* About this exercise
What lines in this listing contain the string "table"? Report each one by copying it.

* Records
==*==

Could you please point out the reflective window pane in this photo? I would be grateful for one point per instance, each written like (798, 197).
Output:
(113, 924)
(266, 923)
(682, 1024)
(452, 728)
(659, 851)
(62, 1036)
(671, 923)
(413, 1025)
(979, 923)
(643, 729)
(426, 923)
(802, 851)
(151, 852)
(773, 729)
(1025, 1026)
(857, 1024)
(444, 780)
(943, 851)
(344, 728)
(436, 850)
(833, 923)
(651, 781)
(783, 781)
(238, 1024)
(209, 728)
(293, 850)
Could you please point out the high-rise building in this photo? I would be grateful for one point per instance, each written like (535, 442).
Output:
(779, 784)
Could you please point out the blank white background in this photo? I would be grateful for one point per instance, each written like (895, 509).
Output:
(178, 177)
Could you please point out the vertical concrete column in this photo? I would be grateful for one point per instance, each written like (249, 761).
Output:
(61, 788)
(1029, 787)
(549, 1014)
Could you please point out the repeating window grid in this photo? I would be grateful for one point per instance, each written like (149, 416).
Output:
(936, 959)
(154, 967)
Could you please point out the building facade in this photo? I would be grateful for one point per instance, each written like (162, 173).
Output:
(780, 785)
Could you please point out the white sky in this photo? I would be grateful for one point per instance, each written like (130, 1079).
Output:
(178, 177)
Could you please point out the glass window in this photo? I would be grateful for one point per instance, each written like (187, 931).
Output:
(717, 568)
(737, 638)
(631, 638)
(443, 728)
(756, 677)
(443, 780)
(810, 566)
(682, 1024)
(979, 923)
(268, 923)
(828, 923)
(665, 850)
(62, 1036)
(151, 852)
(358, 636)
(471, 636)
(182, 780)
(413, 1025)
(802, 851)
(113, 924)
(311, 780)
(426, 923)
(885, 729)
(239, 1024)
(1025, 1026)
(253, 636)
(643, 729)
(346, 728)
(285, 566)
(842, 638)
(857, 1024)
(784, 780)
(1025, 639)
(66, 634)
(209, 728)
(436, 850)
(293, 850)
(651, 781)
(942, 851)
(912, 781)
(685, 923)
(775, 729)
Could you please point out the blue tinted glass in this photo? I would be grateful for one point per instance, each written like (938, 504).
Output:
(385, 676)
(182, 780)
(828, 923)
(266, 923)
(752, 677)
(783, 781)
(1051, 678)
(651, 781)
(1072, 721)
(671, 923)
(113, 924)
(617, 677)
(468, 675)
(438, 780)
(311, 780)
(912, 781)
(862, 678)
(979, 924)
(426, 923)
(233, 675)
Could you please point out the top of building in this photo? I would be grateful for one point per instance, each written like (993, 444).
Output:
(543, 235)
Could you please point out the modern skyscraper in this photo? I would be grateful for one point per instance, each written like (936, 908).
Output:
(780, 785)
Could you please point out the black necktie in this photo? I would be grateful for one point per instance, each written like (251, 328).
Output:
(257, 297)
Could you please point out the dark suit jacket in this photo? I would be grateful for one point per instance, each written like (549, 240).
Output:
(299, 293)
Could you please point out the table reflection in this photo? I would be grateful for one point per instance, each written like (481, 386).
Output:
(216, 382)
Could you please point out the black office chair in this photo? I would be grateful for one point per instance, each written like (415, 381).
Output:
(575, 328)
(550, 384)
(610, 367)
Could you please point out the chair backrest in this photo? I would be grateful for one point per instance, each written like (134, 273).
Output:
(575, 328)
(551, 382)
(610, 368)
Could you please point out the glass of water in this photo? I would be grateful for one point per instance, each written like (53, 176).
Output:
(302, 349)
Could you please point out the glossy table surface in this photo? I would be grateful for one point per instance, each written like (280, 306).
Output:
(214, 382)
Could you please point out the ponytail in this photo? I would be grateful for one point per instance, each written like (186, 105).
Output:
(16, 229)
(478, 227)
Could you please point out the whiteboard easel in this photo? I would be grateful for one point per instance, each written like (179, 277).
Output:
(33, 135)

==*==

* Response to the task
Could you please point out the table reflection in this photo? I would be grateful for one point per instance, each written like (481, 386).
Could you please point out the glossy table surface in this photo? I would be grateful for one point per instance, each written like (280, 306).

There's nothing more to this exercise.